Write out all of the entries below again, word for word, without changing anything.

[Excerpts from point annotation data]
* * *

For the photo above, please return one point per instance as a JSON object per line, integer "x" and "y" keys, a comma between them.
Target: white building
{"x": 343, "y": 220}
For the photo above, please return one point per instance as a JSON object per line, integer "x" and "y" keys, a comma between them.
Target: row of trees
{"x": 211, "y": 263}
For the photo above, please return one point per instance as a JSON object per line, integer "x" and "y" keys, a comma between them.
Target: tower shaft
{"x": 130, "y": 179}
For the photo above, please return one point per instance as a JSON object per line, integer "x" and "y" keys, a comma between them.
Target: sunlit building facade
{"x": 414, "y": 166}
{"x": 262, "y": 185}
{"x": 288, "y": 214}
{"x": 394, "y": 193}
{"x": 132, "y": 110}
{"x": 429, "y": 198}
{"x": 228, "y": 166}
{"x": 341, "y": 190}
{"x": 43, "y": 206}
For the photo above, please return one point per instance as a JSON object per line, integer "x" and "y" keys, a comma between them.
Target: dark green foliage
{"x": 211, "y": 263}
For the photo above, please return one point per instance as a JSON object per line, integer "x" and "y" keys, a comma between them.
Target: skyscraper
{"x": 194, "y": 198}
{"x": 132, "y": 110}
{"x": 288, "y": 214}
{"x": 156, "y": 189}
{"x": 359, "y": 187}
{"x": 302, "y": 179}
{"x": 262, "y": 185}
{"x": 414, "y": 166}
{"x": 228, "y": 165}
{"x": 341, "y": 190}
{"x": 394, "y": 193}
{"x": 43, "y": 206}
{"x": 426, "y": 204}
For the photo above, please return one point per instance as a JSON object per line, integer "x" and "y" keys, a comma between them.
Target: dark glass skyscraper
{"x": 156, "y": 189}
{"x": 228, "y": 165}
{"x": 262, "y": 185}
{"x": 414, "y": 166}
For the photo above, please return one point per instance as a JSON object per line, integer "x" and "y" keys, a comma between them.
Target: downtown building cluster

* * *

### [Full output]
For the photo above, please return one point per instance as a JSON object per line, integer "x" and "y" keys, a comma between them.
Target: white building
{"x": 343, "y": 220}
For the photo above, please return one point per instance as a JSON object per line, integer "x" and "y" keys, a comma between them.
Target: row of trees
{"x": 211, "y": 263}
For the photo above, please return one point per instance as a JSON object per line, integer "x" and "y" keys, a comma between them.
Target: tower shaft
{"x": 130, "y": 179}
For the photo above, please return one point per instance as a JSON object per line, integer "x" and "y" keys, a comma between them.
Target: sunlit building facade
{"x": 414, "y": 166}
{"x": 262, "y": 185}
{"x": 288, "y": 214}
{"x": 394, "y": 193}
{"x": 132, "y": 110}
{"x": 429, "y": 198}
{"x": 228, "y": 166}
{"x": 341, "y": 190}
{"x": 43, "y": 206}
For the photo above, please return one point per instance as a JSON object per line, integer "x" and "y" keys, a comma between them.
Target: dark green foliage
{"x": 211, "y": 263}
For the photo above, please return one point per instance as a JSON object per line, integer "x" and "y" keys, a comma between them.
Target: skyscraper
{"x": 194, "y": 198}
{"x": 132, "y": 110}
{"x": 288, "y": 214}
{"x": 156, "y": 189}
{"x": 359, "y": 187}
{"x": 302, "y": 179}
{"x": 262, "y": 185}
{"x": 414, "y": 166}
{"x": 228, "y": 165}
{"x": 341, "y": 190}
{"x": 394, "y": 193}
{"x": 43, "y": 206}
{"x": 426, "y": 204}
For the photo above, please return one point per instance as a JSON object per line, integer "x" and "y" keys, a comma between them.
Target: dark glass skyscraper
{"x": 156, "y": 189}
{"x": 228, "y": 165}
{"x": 262, "y": 185}
{"x": 414, "y": 166}
For the photo above, please return one point per instance as a JSON object per line, integer "x" and "y" keys, a comma between them.
Target: downtown building cluster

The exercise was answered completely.